(Saved data entries)
>>

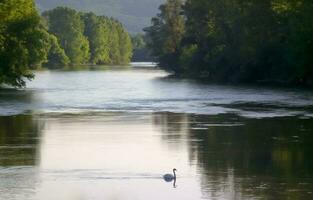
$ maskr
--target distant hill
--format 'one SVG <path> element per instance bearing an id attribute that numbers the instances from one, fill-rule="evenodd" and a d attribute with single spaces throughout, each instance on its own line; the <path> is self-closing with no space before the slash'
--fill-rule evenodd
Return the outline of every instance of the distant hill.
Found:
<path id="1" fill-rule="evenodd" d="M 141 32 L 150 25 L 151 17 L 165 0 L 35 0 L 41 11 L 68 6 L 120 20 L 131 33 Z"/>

<<
>>

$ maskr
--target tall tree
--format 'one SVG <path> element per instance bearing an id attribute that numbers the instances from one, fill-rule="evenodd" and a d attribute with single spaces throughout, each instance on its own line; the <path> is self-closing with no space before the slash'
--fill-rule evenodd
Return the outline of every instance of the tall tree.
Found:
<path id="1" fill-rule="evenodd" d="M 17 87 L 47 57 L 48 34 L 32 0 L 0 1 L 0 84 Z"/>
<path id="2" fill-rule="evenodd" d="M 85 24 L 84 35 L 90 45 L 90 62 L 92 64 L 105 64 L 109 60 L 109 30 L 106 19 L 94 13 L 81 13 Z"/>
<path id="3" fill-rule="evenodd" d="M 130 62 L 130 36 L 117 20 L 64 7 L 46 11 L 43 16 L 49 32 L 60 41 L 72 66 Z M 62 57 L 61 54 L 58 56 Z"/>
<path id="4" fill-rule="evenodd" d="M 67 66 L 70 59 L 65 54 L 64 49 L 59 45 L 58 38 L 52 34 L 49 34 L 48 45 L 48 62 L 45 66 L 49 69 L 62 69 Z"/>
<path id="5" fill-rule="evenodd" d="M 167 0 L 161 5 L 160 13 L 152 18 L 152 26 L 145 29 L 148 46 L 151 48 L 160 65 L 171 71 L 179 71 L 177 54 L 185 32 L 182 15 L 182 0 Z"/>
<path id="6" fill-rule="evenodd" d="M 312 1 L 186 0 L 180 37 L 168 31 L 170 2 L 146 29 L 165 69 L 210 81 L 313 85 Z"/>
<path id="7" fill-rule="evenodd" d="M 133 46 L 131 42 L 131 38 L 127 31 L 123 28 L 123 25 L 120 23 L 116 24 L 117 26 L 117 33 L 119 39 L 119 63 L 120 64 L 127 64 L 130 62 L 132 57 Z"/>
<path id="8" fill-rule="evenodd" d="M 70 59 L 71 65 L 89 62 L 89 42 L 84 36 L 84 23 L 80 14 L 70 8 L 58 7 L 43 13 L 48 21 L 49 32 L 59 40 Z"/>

<<

- **TASK ITEM**
From the entries above, extract every line where the word "target" appears.

- **COMPLETED EXERCISE**
--target distant hill
--target tall tree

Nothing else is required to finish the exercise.